Your task ::
Starting with the line that contains "In this exercise you will find the vertical" and going on through the last line of the records below, format those lines as a JSON list of strings, one string per line, omitting blank lines and leaving out the pictures.

Data to process ::
━━━━━━━━━━━━━━━━━━━━━━━━━━━━━━

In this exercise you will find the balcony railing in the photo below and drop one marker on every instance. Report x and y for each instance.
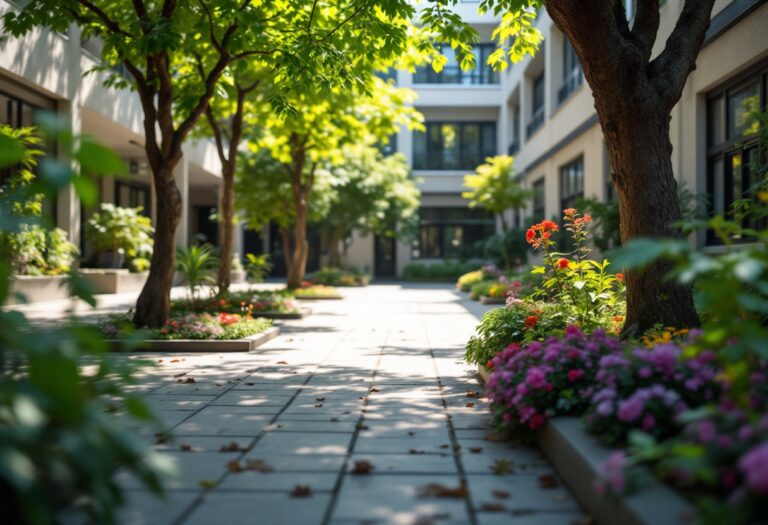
(571, 83)
(536, 122)
(514, 147)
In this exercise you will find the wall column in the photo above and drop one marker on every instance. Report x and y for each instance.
(70, 112)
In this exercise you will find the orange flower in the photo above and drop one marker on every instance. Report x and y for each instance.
(531, 321)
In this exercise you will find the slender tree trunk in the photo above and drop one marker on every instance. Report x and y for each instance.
(226, 204)
(333, 248)
(154, 302)
(298, 259)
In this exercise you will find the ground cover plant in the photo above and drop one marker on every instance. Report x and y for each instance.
(59, 386)
(221, 327)
(340, 277)
(245, 302)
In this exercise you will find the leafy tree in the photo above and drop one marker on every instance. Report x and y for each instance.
(371, 194)
(315, 135)
(495, 188)
(634, 91)
(159, 43)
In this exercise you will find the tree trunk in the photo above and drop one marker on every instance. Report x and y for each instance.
(298, 259)
(227, 225)
(154, 302)
(641, 152)
(333, 249)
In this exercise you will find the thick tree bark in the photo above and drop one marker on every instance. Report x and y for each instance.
(227, 211)
(154, 302)
(634, 96)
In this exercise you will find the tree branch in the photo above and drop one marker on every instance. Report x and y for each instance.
(669, 71)
(646, 26)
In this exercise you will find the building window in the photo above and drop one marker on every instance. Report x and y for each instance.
(453, 145)
(571, 183)
(452, 73)
(572, 76)
(452, 233)
(539, 200)
(537, 111)
(732, 144)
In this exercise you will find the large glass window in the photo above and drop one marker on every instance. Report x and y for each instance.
(572, 76)
(452, 73)
(537, 109)
(451, 233)
(453, 145)
(571, 183)
(732, 134)
(539, 200)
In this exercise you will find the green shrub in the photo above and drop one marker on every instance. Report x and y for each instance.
(59, 387)
(120, 230)
(340, 277)
(197, 266)
(258, 266)
(466, 281)
(519, 322)
(446, 271)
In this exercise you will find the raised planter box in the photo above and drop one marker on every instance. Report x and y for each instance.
(492, 300)
(247, 344)
(577, 457)
(37, 288)
(301, 314)
(106, 281)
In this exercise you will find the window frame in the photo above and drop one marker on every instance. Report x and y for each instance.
(429, 161)
(720, 153)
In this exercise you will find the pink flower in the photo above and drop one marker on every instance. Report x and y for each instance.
(754, 466)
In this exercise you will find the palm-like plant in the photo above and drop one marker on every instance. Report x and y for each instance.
(197, 266)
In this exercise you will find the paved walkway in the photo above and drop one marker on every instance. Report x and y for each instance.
(375, 380)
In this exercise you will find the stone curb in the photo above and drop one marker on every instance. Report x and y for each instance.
(577, 456)
(247, 344)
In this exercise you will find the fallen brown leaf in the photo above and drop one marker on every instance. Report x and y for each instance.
(436, 490)
(548, 481)
(493, 507)
(362, 467)
(301, 491)
(502, 466)
(233, 447)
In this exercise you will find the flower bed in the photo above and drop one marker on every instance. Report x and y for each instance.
(310, 292)
(253, 303)
(221, 327)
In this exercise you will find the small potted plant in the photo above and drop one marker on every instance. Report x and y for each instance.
(116, 233)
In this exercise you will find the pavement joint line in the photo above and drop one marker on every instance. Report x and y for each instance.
(255, 439)
(358, 427)
(455, 446)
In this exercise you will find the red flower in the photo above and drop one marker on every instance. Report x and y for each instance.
(536, 421)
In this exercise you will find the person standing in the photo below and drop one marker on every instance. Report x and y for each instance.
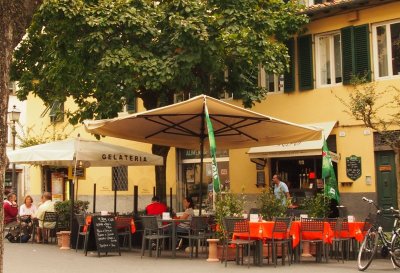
(47, 205)
(10, 209)
(27, 208)
(281, 190)
(156, 207)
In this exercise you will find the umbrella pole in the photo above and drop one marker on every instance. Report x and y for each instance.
(115, 200)
(94, 197)
(202, 137)
(72, 201)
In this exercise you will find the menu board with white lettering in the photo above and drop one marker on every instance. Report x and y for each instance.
(106, 234)
(353, 167)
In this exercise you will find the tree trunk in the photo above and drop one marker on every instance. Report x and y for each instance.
(15, 16)
(397, 164)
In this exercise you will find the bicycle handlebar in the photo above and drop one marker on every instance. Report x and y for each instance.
(391, 209)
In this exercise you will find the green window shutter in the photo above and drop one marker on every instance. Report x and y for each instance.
(131, 105)
(289, 75)
(362, 64)
(347, 54)
(304, 48)
(355, 53)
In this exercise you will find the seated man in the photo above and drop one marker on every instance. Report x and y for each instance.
(156, 207)
(47, 205)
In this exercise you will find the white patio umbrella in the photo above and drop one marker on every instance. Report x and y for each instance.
(83, 153)
(183, 125)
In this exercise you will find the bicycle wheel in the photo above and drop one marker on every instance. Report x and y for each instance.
(395, 250)
(367, 250)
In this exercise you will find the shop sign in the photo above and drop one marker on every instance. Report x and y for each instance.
(385, 168)
(353, 167)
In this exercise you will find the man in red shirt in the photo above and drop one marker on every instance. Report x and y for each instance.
(10, 209)
(156, 207)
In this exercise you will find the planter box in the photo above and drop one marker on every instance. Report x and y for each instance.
(267, 250)
(231, 255)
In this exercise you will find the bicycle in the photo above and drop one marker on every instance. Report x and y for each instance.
(375, 232)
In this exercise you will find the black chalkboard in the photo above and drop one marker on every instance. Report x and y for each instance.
(106, 234)
(353, 167)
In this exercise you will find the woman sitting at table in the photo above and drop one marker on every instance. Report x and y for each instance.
(184, 228)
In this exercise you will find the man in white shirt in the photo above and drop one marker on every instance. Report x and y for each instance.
(47, 205)
(281, 190)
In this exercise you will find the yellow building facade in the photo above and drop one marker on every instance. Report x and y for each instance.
(309, 95)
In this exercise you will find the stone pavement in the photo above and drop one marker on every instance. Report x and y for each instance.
(38, 258)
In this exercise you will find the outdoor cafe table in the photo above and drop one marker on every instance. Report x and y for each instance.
(174, 223)
(262, 231)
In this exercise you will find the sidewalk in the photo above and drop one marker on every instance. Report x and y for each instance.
(38, 258)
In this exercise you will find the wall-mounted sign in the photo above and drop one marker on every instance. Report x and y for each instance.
(385, 168)
(79, 173)
(353, 167)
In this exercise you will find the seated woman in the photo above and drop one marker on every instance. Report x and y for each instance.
(188, 214)
(26, 212)
(10, 210)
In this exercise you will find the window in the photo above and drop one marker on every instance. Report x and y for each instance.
(329, 59)
(386, 38)
(130, 105)
(120, 178)
(57, 112)
(273, 83)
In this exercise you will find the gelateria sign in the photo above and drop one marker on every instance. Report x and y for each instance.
(125, 157)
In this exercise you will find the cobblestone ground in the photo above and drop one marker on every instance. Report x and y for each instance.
(37, 258)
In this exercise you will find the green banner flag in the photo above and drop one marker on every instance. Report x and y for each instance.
(213, 149)
(328, 174)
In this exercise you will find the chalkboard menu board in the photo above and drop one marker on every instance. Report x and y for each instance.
(353, 167)
(106, 234)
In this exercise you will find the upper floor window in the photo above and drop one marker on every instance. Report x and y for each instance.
(273, 83)
(12, 88)
(386, 39)
(328, 59)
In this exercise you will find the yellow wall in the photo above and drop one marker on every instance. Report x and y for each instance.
(318, 105)
(143, 177)
(321, 105)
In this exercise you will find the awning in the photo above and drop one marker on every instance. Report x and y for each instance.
(306, 148)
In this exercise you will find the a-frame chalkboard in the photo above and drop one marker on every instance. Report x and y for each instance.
(106, 235)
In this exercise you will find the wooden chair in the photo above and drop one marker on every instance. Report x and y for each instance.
(123, 224)
(50, 218)
(236, 225)
(340, 243)
(197, 233)
(315, 225)
(81, 219)
(152, 232)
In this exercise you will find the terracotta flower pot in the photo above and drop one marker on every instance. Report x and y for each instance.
(231, 254)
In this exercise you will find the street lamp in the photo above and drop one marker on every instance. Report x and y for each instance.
(13, 117)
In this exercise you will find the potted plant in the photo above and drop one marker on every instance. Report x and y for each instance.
(270, 206)
(317, 206)
(227, 204)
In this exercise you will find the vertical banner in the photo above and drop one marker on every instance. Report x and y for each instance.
(213, 149)
(328, 174)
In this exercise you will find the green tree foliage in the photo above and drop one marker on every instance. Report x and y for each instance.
(270, 206)
(99, 52)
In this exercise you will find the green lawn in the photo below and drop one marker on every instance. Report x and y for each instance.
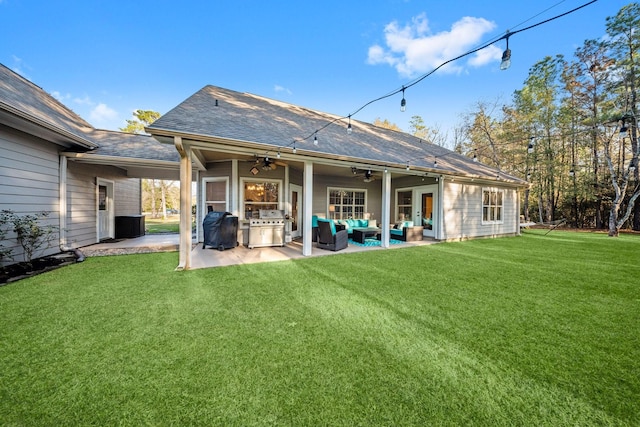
(529, 331)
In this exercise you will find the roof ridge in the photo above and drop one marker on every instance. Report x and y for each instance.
(81, 122)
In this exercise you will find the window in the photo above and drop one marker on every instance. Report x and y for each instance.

━━━━━━━━━━━━━━━━━━━━━━━━━━━━━━

Finished task ::
[
  "In this exercise you will find the vertical banner in the photo above and drop one marker on every instance. Report x and y for each instance.",
  "(213, 149)",
  "(328, 174)",
  "In this exercise you will find the green tree foliage in the photo above and drop one marker on every instance. Report x and y for each instance.",
  "(270, 206)",
  "(99, 52)",
  "In this exercise you will find the green lawn in the photo below and drop one marker on every instance. Report x and y for each instance.",
  "(529, 331)",
  "In this exercise you will find the roof ridge in the photo above and drop one marker on every instance. Report x and y for each instance.",
  "(81, 122)",
  "In this exercise you will find the window in the photo above and drop one marker on every instance. Report x and y for each instance."
]